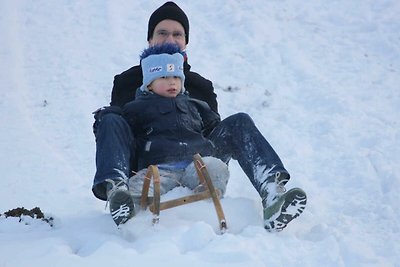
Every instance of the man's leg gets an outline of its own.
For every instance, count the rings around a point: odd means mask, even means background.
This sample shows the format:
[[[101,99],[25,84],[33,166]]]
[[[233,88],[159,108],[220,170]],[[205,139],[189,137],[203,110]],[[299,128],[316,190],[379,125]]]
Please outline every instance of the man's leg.
[[[129,177],[133,135],[129,124],[120,115],[102,110],[96,115],[96,174],[92,191],[107,200],[107,179]]]
[[[244,113],[223,120],[210,134],[215,156],[236,159],[262,198],[264,227],[280,231],[304,210],[307,197],[300,188],[286,192],[289,173],[271,145]]]
[[[211,132],[209,138],[215,145],[214,156],[228,163],[237,160],[251,183],[262,193],[263,185],[275,173],[280,173],[282,183],[289,180],[289,173],[278,154],[245,113],[234,114]]]

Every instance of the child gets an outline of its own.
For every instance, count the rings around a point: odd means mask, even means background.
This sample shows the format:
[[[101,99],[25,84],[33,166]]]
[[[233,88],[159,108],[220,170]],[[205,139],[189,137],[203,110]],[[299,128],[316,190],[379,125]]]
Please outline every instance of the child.
[[[134,157],[140,171],[129,179],[129,193],[126,187],[116,190],[118,186],[110,186],[110,211],[117,225],[134,215],[151,164],[158,164],[161,194],[180,185],[201,190],[192,157],[196,153],[203,157],[213,154],[213,144],[205,136],[220,117],[205,102],[185,93],[183,61],[179,47],[173,44],[150,47],[141,55],[143,85],[136,99],[123,108],[134,135]],[[229,178],[227,165],[212,157],[204,158],[204,162],[214,186],[224,194]]]
[[[146,168],[158,164],[164,181],[161,193],[184,185],[197,190],[192,156],[207,158],[214,186],[225,192],[229,173],[226,164],[238,160],[262,198],[264,228],[280,231],[298,217],[306,205],[300,188],[286,192],[290,175],[279,156],[261,135],[251,118],[234,114],[223,121],[202,101],[185,93],[183,56],[177,46],[153,46],[141,55],[143,85],[136,100],[127,103],[123,115],[133,133],[138,174],[128,184],[109,180],[110,211],[117,225],[134,215],[134,198],[141,194]],[[211,166],[211,168],[210,168]],[[132,197],[133,196],[133,197]]]

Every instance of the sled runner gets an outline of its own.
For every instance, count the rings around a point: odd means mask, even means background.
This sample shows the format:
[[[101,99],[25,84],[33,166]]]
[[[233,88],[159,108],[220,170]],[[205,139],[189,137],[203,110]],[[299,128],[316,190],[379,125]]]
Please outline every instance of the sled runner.
[[[204,164],[201,156],[196,154],[193,156],[193,162],[196,167],[197,175],[199,176],[200,183],[204,186],[205,190],[193,195],[184,196],[181,198],[161,202],[160,201],[160,174],[158,172],[158,167],[156,165],[150,165],[147,168],[147,173],[143,183],[142,195],[140,200],[140,205],[142,209],[147,209],[148,203],[150,211],[153,213],[153,224],[159,222],[159,216],[161,210],[166,210],[174,208],[177,206],[193,203],[196,201],[211,198],[218,217],[219,228],[221,233],[227,230],[227,224],[225,220],[224,211],[222,210],[221,202],[219,201],[220,192],[215,189],[210,175],[207,171],[207,167]],[[151,201],[148,197],[150,182],[153,180],[154,196]]]

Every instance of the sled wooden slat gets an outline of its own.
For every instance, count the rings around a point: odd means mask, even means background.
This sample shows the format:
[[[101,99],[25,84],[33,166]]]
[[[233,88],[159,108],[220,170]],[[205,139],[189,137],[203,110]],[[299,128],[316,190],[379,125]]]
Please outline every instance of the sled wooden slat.
[[[148,197],[150,182],[153,180],[153,200],[149,205],[150,211],[153,213],[153,224],[159,222],[159,215],[161,210],[166,210],[181,205],[193,203],[196,201],[211,198],[214,203],[215,211],[217,213],[219,228],[221,233],[227,230],[227,224],[225,220],[224,211],[222,210],[221,202],[219,201],[220,192],[215,189],[210,174],[207,171],[206,165],[204,164],[201,156],[196,154],[193,156],[193,162],[196,168],[197,175],[199,177],[200,183],[204,186],[205,190],[193,195],[184,196],[177,199],[172,199],[168,201],[160,201],[160,174],[158,167],[156,165],[150,165],[147,168],[146,176],[143,182],[142,195],[140,200],[140,205],[142,209],[146,209],[150,198]],[[152,179],[153,178],[153,179]]]
[[[178,206],[182,206],[185,204],[193,203],[196,201],[204,200],[211,198],[211,194],[208,191],[200,192],[194,195],[189,195],[189,196],[184,196],[181,198],[173,199],[173,200],[168,200],[160,203],[160,211],[161,210],[166,210],[170,208],[175,208]],[[149,209],[151,212],[154,210],[153,204],[149,206]]]
[[[193,156],[193,160],[196,166],[197,174],[199,175],[199,177],[201,177],[200,180],[204,179],[207,184],[207,188],[211,194],[211,198],[213,200],[214,207],[217,212],[219,228],[224,233],[228,229],[228,226],[226,224],[225,214],[222,209],[221,201],[219,201],[219,195],[217,194],[217,191],[214,188],[214,184],[212,183],[210,174],[208,173],[206,165],[204,164],[201,156],[199,154],[196,154]]]

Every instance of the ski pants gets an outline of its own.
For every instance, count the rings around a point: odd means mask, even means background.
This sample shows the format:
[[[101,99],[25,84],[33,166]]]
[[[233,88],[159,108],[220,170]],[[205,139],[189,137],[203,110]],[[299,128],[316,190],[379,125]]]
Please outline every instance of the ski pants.
[[[130,126],[118,112],[102,110],[95,118],[96,174],[92,191],[97,198],[106,200],[106,179],[118,178],[121,174],[131,176],[134,137]],[[226,164],[230,159],[237,160],[258,193],[273,173],[279,171],[289,177],[277,153],[246,113],[222,120],[208,138],[215,146],[212,156]]]

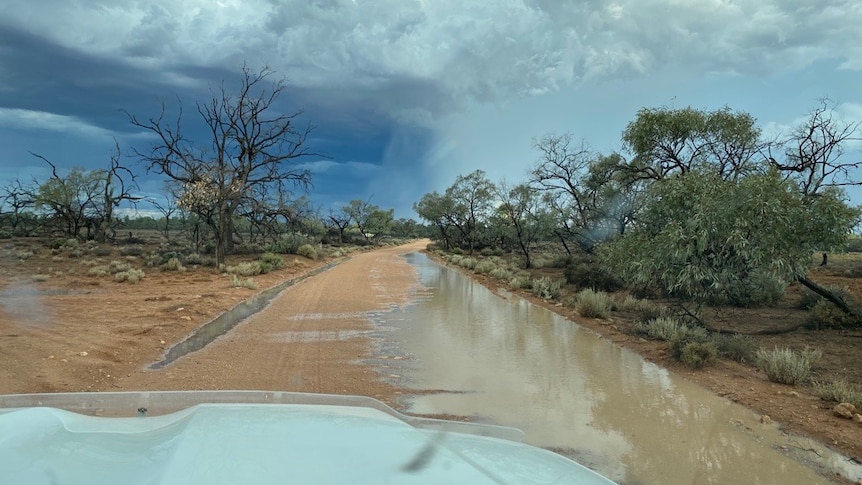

============

EXERCISE INSTRUCTIONS:
Copy out all of the lines above word for word, without the pictures.

FINISHED ANSWER:
Every instance of the man's leg gets an outline of its own.
For every instance, count the rings around a point: odd means mask, even means background.
This sample shows the format:
[[[101,99],[25,84],[33,166]]]
[[[233,88],[159,108],[220,170]],[[205,139],[189,137],[203,110]],[[299,128],[316,190],[379,125]]]
Please outline every instance of the man's leg.
[[[129,177],[133,135],[129,124],[120,115],[102,110],[96,115],[96,174],[92,191],[107,200],[107,179]]]
[[[244,113],[223,120],[210,134],[215,156],[236,159],[262,198],[264,227],[280,231],[304,210],[307,197],[300,188],[286,192],[289,173],[271,145]]]
[[[211,132],[209,138],[215,145],[214,156],[228,163],[237,160],[251,183],[262,193],[263,185],[275,173],[280,173],[282,183],[289,180],[289,173],[278,154],[245,113],[234,114]]]

Every instance of the child gets an outline of its own.
For every instance, count the rings around a point: odd means mask, even means background.
This sample shows the format:
[[[101,99],[25,84],[33,166]]]
[[[233,88],[159,108],[220,170]],[[205,139],[189,137],[203,110]],[[299,128],[316,190],[379,125]]]
Please outline every instance of the child.
[[[134,157],[140,171],[129,179],[129,193],[126,187],[116,190],[118,186],[110,186],[110,211],[117,225],[134,215],[151,164],[158,164],[161,194],[180,185],[201,190],[192,157],[196,153],[203,157],[213,154],[213,144],[205,136],[220,117],[205,102],[185,93],[183,61],[179,47],[173,44],[150,47],[141,55],[143,85],[136,99],[123,108],[134,135]],[[229,178],[227,165],[212,157],[204,158],[204,162],[214,186],[224,194]]]
[[[146,168],[158,164],[164,181],[161,193],[184,185],[197,190],[192,156],[207,158],[214,186],[225,192],[229,173],[226,164],[238,160],[262,198],[264,228],[280,231],[298,217],[306,205],[300,188],[286,192],[290,175],[279,156],[261,135],[251,118],[234,114],[223,121],[202,101],[185,93],[183,56],[177,46],[153,46],[141,55],[143,85],[136,100],[127,103],[123,115],[133,133],[138,174],[128,184],[109,180],[110,211],[117,225],[134,215],[134,198],[141,194]],[[211,166],[211,168],[210,168]],[[132,197],[133,196],[133,197]]]

Every instance of the sled runner gets an outline of its own.
For every instance, count the rings around a point: odd means mask, even means background.
This sample shows the format:
[[[101,99],[25,84],[33,166]]]
[[[233,88],[159,108],[220,170]],[[205,139],[189,137],[203,110]],[[299,128],[316,190],[379,125]]]
Please outline every instance of the sled runner.
[[[204,164],[201,156],[196,154],[193,156],[193,162],[196,167],[197,175],[199,176],[200,183],[204,186],[205,190],[193,195],[184,196],[181,198],[161,202],[160,201],[160,174],[158,172],[158,167],[156,165],[150,165],[147,168],[147,173],[143,183],[142,195],[140,200],[140,205],[142,209],[147,209],[148,203],[150,211],[153,213],[153,224],[159,222],[159,216],[161,210],[166,210],[174,208],[177,206],[193,203],[196,201],[211,198],[218,217],[219,228],[221,233],[227,230],[227,224],[225,220],[224,211],[222,210],[221,202],[219,201],[220,192],[215,189],[210,175],[207,171],[207,167]],[[151,201],[148,197],[150,182],[153,180],[154,196]]]

Every instance of the sled wooden slat gets an outline of its own.
For every instance, count the rings around a point: odd means mask, even means background.
This sample shows the format:
[[[101,99],[25,84],[33,166]]]
[[[233,88],[159,108],[220,170]],[[205,139],[189,137],[203,110]],[[299,128],[316,190],[379,125]]]
Please outline every instance of the sled wooden slat.
[[[148,197],[150,182],[153,180],[153,200],[149,205],[150,211],[153,213],[153,224],[159,222],[159,215],[161,210],[166,210],[181,205],[193,203],[196,201],[211,198],[214,203],[215,211],[217,213],[219,228],[221,233],[227,230],[227,224],[225,220],[224,211],[222,210],[221,202],[219,201],[220,192],[215,189],[210,174],[207,171],[206,165],[204,164],[201,156],[196,154],[193,156],[193,162],[196,168],[197,175],[199,177],[200,183],[204,186],[205,190],[193,195],[184,196],[177,199],[172,199],[168,201],[160,201],[160,174],[158,167],[156,165],[150,165],[147,168],[146,176],[143,182],[142,195],[140,200],[140,205],[142,209],[146,209],[150,198]],[[152,179],[153,178],[153,179]]]
[[[178,206],[182,206],[185,204],[193,203],[196,201],[204,200],[211,198],[211,194],[208,191],[200,192],[194,195],[189,195],[189,196],[184,196],[181,198],[173,199],[173,200],[168,200],[160,203],[160,211],[161,210],[166,210],[170,208],[175,208]],[[149,209],[151,212],[154,210],[153,204],[149,206]]]
[[[193,156],[193,160],[196,166],[197,174],[199,175],[199,177],[201,177],[200,180],[204,179],[207,184],[207,188],[211,194],[211,198],[213,200],[214,207],[217,212],[219,228],[224,233],[228,229],[228,226],[226,224],[225,214],[222,209],[221,201],[219,201],[219,195],[217,194],[217,191],[214,188],[214,184],[212,183],[210,174],[208,173],[206,165],[204,164],[201,156],[199,154],[196,154]]]

Every instance of the ski pants gets an outline of its own.
For every instance, count the rings around a point: odd means mask, even means background.
This sample shows the format:
[[[101,99],[25,84],[33,166]]]
[[[233,88],[159,108],[220,170]],[[205,139],[189,137],[203,110]],[[299,128],[316,190],[379,125]]]
Please outline every instance of the ski pants.
[[[130,126],[118,112],[102,110],[95,118],[96,174],[92,191],[97,198],[106,200],[106,179],[118,178],[121,174],[131,176],[134,137]],[[226,164],[230,159],[237,160],[258,193],[273,173],[279,171],[289,177],[277,153],[246,113],[222,120],[208,138],[215,146],[212,156]]]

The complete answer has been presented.